=== EXCERPT TO READ ===

═══

Flyers (finally) finish off Penguins
I’ll admit I panicked. I started wondering where the Flyers 2012 playoff collapse would rank among the worst sporting moments of my life. (I settled on higher than the Eagles Super Bowl loss, but lower than Joe Carter’s bomb and the Eagles NFC Championship Game choke fests to the Bucs and Panthers.) Thankfully, though, the Flyers rallied and finished off the team many experts believed would go on to hoist Lord Stanley’s Cup.
The Flyers win in Game 6 should be attributed to outstanding defense. Unlike Games 2 through 5, the Flyers cleared every lose puck out of harm’s way. Whenever the Penguins charged into the Flyers zone, they were immediately met and challenged. The Flyers aggressively pursued the Pittsburgh puck handlers to prevent the dissection of the Philly defense, something the Penguins successfully did in Games 4 and 5. In fact, the only time the Flyers allowed a Penguin to fly into the Flyers zone unchallenged was on Evgeni Malkin’s goal in the 2nd period. Other than that blown assignment, the Flyers defense was on point.
In fact, I think Peter Laviolette may have shown his young squad D3: The Mighty Ducks before Sunday’s game. To refresh your memory, in D3 the Ducks were taught to “clear the trash” from the front of their goal. No lose pucks, no rebounds. Block shots, protect your goaltender. The Flyers did just that in Game 6. While Ilya Bryzgalov’s performance was certainly an improvement, he still surrendered plenty of juicy rebounds that would have led to Pittsburgh goals had the Flyers defense not been so aggressive in “clearing the trash.” The Flyers blocked more shots in Game 6 than they had all series long, they were always the first to those juicy rebounds, and they outworked the Penguins on the defensive end for arguably the first time this series. It was exactly the type of performance the Flyers will need to advance further into the playoffs.
As enjoyable as it was to see two teams go back and forth and score an outrageous amount of goals, playoff hockey is still won by solid defense and great goaltending. If the Flyers were to meet the Bruins or Rangers in the next round, they won’t have the space and time to score like they did against Pittsburgh. The goals will be tougher to come by and protecting their end of the ice must be more of a priority, especially if Bryzgalov continues to look out of sorts.

═══

=== TASKS TO PERFORM ===
**a)** In the Flyers–Penguins post, whose goal came on the only play where the Flyers let a Penguin into their zone unchallenged?
**b)** Proceed with the post on the Flyers' Game 6 win over the Penguins, picking up after its final sentence.

═══

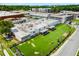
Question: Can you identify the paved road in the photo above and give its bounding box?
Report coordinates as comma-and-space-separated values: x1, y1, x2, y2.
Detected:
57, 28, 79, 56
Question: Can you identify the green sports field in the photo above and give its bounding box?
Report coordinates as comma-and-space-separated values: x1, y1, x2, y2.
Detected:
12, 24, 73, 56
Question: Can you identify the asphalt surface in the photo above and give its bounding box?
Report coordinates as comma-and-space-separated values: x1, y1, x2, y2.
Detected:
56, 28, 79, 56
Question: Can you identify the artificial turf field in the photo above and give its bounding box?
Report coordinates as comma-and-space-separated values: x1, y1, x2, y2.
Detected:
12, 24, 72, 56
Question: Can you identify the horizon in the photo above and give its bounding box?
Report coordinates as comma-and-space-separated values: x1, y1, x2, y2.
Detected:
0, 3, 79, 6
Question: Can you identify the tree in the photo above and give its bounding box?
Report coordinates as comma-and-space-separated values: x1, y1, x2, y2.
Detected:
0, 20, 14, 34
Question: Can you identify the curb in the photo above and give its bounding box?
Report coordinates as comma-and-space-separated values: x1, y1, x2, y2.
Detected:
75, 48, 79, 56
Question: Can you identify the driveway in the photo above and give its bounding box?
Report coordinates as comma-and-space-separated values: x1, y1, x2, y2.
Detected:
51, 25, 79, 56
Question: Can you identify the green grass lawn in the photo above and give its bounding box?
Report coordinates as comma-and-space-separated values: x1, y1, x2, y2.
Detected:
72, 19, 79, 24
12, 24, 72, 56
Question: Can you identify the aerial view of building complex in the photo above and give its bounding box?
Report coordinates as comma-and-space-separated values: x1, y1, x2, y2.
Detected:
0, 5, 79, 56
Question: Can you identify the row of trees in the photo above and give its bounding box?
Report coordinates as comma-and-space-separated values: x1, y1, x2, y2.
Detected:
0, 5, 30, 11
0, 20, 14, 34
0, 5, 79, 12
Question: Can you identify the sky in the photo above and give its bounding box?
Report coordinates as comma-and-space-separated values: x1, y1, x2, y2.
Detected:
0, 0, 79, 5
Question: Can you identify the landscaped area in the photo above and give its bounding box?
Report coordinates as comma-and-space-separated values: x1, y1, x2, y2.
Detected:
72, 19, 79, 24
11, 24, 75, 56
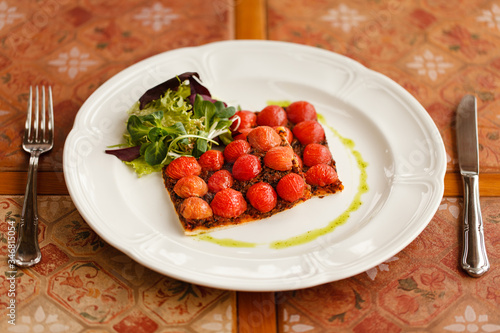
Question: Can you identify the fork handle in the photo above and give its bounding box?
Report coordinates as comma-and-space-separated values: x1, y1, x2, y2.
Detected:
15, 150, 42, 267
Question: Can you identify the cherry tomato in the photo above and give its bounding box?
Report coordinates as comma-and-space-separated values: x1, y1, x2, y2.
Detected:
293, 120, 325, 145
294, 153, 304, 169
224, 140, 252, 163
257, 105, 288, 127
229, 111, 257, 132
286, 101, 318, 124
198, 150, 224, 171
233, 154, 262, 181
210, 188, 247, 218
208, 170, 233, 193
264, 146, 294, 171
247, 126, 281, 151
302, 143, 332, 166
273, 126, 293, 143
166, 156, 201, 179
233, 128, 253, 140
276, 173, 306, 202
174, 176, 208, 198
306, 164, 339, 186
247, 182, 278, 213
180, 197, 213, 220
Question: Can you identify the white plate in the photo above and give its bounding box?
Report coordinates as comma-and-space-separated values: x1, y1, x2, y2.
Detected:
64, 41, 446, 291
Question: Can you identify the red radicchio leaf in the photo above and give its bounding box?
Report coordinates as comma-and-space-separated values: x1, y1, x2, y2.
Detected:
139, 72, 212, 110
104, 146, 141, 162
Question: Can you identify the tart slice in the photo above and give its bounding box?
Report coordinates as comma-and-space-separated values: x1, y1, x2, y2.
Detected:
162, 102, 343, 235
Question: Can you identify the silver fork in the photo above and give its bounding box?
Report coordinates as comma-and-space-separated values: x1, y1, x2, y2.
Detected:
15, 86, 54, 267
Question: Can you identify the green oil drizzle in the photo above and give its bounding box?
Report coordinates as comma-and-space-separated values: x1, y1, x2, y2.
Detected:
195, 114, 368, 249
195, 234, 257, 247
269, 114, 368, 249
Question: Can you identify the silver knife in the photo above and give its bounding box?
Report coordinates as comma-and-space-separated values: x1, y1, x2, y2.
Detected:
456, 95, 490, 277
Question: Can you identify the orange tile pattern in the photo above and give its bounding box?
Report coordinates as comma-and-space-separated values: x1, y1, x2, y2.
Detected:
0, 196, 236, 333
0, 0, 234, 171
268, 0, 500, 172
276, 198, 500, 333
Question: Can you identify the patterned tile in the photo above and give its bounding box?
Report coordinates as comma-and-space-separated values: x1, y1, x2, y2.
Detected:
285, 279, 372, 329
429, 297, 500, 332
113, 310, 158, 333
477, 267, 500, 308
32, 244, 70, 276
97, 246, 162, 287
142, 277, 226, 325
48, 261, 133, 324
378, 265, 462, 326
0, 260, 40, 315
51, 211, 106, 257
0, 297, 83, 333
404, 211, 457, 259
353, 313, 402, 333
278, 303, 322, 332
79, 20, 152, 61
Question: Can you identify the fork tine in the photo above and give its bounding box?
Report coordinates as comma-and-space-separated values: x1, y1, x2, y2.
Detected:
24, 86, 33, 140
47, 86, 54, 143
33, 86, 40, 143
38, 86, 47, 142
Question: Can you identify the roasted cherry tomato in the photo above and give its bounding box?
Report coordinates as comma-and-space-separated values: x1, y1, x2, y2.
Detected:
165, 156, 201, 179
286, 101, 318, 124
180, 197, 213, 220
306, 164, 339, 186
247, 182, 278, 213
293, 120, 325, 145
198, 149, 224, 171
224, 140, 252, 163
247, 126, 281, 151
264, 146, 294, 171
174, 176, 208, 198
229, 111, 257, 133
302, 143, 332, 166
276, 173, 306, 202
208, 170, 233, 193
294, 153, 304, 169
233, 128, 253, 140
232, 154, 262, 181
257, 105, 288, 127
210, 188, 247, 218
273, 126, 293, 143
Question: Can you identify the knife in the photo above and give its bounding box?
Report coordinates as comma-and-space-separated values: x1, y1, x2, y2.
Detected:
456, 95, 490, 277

═══

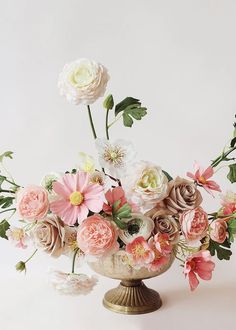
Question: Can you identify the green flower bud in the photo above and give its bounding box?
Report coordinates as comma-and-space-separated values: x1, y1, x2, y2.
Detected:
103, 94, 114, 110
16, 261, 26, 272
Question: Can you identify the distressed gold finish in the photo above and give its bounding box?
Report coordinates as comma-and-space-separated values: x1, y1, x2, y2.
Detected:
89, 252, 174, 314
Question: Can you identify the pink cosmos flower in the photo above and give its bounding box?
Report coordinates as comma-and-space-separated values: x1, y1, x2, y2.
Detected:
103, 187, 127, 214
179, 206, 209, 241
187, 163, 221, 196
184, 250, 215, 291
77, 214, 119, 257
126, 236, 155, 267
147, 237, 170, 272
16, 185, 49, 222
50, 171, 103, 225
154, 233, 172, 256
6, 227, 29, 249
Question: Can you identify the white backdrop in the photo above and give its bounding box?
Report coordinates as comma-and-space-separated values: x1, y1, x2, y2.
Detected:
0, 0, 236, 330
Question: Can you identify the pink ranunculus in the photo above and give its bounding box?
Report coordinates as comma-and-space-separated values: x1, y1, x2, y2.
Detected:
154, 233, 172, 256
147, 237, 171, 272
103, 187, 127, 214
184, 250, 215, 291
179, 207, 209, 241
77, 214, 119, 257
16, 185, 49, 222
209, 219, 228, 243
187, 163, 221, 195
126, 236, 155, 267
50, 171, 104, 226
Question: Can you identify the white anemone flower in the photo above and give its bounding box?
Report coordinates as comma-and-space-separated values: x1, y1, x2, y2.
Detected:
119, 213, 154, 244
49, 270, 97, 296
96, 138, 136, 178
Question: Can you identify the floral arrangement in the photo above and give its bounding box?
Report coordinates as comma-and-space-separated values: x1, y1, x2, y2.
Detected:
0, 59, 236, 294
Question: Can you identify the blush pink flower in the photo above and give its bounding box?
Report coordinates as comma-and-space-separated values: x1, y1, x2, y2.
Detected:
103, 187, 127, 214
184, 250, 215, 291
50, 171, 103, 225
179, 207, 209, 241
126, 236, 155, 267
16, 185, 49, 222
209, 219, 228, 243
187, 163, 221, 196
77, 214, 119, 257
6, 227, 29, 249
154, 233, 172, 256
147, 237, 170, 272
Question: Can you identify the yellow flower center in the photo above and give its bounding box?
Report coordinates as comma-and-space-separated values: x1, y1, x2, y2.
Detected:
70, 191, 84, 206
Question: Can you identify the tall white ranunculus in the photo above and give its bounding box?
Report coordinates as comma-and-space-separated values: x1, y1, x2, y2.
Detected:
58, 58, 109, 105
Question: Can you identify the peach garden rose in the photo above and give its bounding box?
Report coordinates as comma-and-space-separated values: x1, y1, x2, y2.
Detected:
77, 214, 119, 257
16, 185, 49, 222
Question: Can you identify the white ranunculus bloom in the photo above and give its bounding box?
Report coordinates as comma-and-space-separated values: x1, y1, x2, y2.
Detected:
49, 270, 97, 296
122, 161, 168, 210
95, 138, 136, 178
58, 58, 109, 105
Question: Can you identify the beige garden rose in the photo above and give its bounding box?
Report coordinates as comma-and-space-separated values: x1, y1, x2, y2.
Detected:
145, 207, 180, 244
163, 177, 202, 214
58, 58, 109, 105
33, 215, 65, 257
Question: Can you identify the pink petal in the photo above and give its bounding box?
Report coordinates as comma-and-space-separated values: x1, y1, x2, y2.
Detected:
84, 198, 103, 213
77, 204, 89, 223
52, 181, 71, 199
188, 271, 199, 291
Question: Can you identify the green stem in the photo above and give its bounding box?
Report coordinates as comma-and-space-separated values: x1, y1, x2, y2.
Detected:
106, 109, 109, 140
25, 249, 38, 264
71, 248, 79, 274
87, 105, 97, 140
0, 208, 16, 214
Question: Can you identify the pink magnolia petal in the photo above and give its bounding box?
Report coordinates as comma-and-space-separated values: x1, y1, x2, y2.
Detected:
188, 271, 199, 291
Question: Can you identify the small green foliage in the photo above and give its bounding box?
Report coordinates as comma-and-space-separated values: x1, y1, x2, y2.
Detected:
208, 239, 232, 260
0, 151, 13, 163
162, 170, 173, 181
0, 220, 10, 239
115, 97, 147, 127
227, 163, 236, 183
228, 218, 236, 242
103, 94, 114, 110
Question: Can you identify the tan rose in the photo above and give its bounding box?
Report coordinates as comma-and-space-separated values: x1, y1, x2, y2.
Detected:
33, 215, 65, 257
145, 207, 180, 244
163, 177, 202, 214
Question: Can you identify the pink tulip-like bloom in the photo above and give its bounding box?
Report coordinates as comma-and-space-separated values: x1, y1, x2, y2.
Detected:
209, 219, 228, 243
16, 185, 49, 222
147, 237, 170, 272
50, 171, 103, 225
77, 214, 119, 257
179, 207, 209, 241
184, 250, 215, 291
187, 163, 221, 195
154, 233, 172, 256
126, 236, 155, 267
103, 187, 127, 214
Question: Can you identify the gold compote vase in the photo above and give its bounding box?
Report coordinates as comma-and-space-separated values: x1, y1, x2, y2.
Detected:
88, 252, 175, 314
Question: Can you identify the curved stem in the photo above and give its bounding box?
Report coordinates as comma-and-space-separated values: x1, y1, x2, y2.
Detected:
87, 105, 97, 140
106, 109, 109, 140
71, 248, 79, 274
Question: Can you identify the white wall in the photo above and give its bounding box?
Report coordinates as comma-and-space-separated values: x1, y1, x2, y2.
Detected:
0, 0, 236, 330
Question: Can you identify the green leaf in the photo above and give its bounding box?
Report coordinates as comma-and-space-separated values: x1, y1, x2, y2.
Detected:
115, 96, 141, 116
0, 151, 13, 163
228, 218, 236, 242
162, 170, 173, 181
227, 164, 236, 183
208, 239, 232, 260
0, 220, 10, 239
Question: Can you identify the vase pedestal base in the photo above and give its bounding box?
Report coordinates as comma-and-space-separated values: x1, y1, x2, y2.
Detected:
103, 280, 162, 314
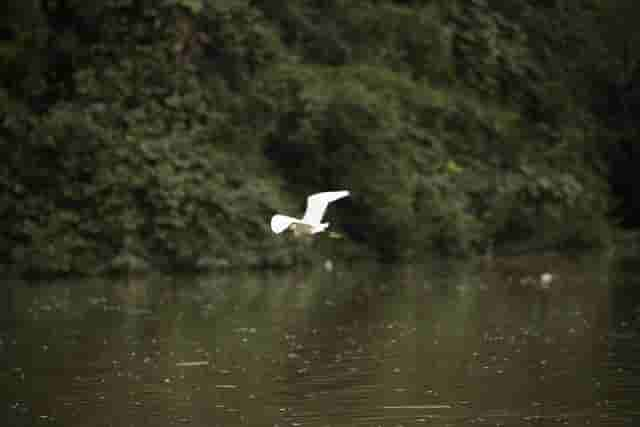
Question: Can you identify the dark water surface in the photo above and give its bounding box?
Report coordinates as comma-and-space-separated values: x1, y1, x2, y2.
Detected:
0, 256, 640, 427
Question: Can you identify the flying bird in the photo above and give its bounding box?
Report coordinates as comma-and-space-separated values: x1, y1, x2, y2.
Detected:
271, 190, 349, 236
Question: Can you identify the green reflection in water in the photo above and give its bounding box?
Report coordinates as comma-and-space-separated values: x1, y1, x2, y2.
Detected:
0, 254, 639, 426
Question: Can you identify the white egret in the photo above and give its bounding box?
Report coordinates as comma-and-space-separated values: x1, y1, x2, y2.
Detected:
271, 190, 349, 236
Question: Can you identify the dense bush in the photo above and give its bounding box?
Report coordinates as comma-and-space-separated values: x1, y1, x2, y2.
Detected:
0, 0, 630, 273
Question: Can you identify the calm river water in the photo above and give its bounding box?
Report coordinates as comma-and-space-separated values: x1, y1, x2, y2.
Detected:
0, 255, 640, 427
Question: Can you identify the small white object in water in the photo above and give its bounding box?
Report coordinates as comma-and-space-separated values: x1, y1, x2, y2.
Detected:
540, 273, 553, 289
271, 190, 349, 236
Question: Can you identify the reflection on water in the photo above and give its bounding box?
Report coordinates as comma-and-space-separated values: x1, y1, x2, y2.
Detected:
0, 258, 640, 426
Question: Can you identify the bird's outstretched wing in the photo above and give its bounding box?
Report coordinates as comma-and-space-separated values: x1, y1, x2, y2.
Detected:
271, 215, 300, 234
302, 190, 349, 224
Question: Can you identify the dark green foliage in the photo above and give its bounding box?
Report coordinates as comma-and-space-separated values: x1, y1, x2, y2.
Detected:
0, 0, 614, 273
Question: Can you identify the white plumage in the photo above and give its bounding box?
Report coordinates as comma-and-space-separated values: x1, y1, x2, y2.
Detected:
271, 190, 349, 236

═══

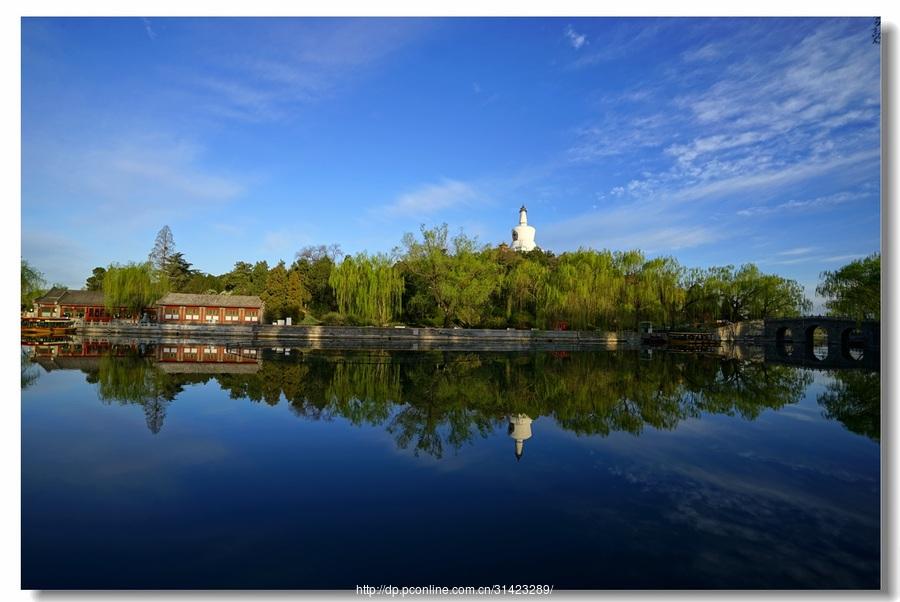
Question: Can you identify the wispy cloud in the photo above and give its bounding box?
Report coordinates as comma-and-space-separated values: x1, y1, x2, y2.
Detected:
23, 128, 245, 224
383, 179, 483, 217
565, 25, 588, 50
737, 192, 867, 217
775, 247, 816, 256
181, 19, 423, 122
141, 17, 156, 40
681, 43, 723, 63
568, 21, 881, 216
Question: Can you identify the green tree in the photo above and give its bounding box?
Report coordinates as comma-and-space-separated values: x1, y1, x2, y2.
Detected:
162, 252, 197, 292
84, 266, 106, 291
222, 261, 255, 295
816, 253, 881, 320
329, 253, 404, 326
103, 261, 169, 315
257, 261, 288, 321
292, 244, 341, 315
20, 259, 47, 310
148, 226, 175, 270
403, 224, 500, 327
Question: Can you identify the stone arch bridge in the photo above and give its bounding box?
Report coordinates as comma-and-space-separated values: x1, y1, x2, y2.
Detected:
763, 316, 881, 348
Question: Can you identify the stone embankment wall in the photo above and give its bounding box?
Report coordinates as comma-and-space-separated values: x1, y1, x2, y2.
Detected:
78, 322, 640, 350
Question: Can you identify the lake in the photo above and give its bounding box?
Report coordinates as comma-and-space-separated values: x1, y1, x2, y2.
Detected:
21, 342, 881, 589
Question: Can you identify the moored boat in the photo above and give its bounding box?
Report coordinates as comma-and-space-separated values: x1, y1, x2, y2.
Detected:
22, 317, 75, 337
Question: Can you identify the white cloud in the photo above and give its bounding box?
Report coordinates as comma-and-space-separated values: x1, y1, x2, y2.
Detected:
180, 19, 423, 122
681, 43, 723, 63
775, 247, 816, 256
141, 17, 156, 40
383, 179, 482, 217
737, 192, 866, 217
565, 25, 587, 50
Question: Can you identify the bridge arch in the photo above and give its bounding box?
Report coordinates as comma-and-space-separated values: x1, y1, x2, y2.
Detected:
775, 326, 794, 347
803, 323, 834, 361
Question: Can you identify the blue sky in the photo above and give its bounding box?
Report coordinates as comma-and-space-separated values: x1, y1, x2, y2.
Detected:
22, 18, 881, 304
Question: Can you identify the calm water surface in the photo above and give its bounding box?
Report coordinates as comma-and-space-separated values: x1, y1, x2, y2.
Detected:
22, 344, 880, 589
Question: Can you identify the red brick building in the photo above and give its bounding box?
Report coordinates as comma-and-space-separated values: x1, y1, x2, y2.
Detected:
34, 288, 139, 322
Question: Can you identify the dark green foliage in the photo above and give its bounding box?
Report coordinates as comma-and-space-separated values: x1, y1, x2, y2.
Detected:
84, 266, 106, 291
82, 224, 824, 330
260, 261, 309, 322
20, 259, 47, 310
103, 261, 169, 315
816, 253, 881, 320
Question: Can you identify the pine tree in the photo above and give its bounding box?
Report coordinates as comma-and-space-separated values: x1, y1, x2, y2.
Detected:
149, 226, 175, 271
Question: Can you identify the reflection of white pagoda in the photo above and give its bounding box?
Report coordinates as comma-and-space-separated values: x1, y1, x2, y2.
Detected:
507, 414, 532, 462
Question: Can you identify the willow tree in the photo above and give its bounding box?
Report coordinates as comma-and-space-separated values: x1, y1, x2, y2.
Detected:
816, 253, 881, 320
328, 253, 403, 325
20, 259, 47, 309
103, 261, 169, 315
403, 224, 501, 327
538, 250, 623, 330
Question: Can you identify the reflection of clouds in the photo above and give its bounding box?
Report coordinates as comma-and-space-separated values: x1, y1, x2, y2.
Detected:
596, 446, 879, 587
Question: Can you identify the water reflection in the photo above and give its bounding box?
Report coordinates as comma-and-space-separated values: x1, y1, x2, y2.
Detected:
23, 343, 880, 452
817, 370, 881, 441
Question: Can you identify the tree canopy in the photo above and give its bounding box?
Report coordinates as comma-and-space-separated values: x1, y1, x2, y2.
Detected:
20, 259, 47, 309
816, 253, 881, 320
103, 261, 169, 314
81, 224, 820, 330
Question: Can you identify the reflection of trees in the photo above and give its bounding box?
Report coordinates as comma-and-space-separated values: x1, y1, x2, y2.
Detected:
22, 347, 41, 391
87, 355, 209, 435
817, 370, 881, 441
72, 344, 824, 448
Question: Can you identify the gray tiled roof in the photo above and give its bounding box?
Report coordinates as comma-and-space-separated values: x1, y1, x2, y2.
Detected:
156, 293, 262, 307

═══

=== ANSWERS FOR EACH ITEM ===
**a)** Evgeni Malkin's, in the 2nd period.

**b)**
Regardless, beating the top offensive team in the NHL is a great accomplishment for such a young team. The resiliency and determination of the Flyers and leaders like Claude Giroux and Danny Briere gives me hope the Flyers can make another deep playoff push similar to their run in 2010. And right now, even a matchup with the New York Rangers can’t diminish that hope.
Could the Top Seeds in the East All Fall?
Speaking of the Rangers, they’re one loss away from going home for the summer. And so are the Bruins. Of the top four seeds in the Eastern Conference, only the surprising Florida Panthers have a lead in their quarterfinal series. It’s still very possible all four bottom seeds in the East advance to the Conference Semifinals, which would be great for the Flyers as they would then become the top seed and by default gain the home ice advantage. At the very least, though, we can only hope both the Capitals and Senators don’t blow a 3-2 series lead. If both do, and the Panthers hold on against the Devils, the Flyers will match up with the New York Rangers with a trip to the conference finals on the line. While this wouldn’t be ideal (considering the Flyers are 0-6 against the Rangers this season), I can’t say I wouldn’t relish the opportunity to watch the Flyers gain some retribution. After all, this is the playoffs. The records are wiped clean. The regular season is a distant memory. With a little more consistency from Bryzgalov, the Flyers have what it takes to win the Cup, regardless of which team stands in the way.